## WORK REQUIRED
Reproduce the following entries word for word, omitting the pictures from your response.

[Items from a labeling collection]
################
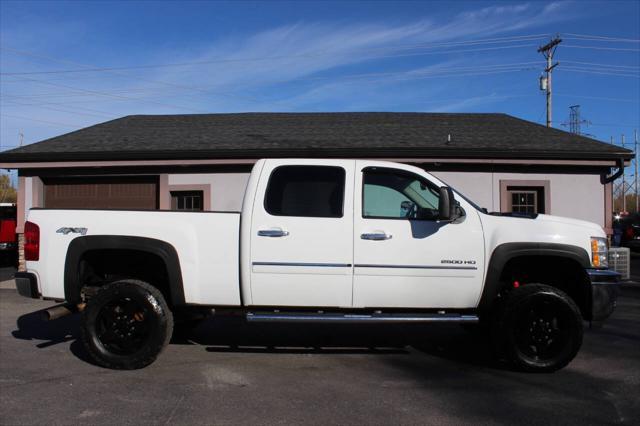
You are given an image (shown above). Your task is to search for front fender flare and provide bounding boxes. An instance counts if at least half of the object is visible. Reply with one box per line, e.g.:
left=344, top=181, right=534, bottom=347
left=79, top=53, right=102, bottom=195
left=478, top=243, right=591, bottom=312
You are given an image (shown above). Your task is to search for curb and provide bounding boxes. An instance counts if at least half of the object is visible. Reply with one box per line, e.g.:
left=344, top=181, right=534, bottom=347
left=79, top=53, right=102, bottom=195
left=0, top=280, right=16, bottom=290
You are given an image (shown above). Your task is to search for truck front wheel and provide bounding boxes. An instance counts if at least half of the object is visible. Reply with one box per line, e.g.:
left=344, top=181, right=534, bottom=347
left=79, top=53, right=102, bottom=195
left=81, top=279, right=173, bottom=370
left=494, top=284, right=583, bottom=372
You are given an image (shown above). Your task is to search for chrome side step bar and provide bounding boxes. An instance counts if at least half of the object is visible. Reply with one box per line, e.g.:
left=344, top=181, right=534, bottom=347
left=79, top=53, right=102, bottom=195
################
## ANSWER BELOW
You are given an image (shown above). Your task is to search for front fender flare and provide bounding boxes. An instance counts if at least half of the object is visible. Reply with one box per line, e.g.:
left=344, top=181, right=534, bottom=347
left=79, top=53, right=102, bottom=195
left=478, top=243, right=591, bottom=312
You are given an image (shown above). Your task is to search for curb and provide bounding boxes. An instance counts if at least half of the object is visible. Reply with one box per line, e.g.:
left=344, top=181, right=534, bottom=347
left=79, top=53, right=102, bottom=195
left=0, top=280, right=16, bottom=290
You are given an image (shown above). Your task is to search for truck front wheel and provide bounding boxes. An instance counts if at least half of the object is visible. Reply with one box per line, e.g.:
left=344, top=181, right=534, bottom=347
left=79, top=53, right=102, bottom=195
left=81, top=279, right=173, bottom=370
left=494, top=284, right=583, bottom=372
You are given an image (shown above). Your task is to search for chrome side step bar and provide bounding boxes. An instance counts if at least half of the object is visible. Reply with one box per line, e.g.:
left=344, top=181, right=534, bottom=347
left=79, top=53, right=102, bottom=195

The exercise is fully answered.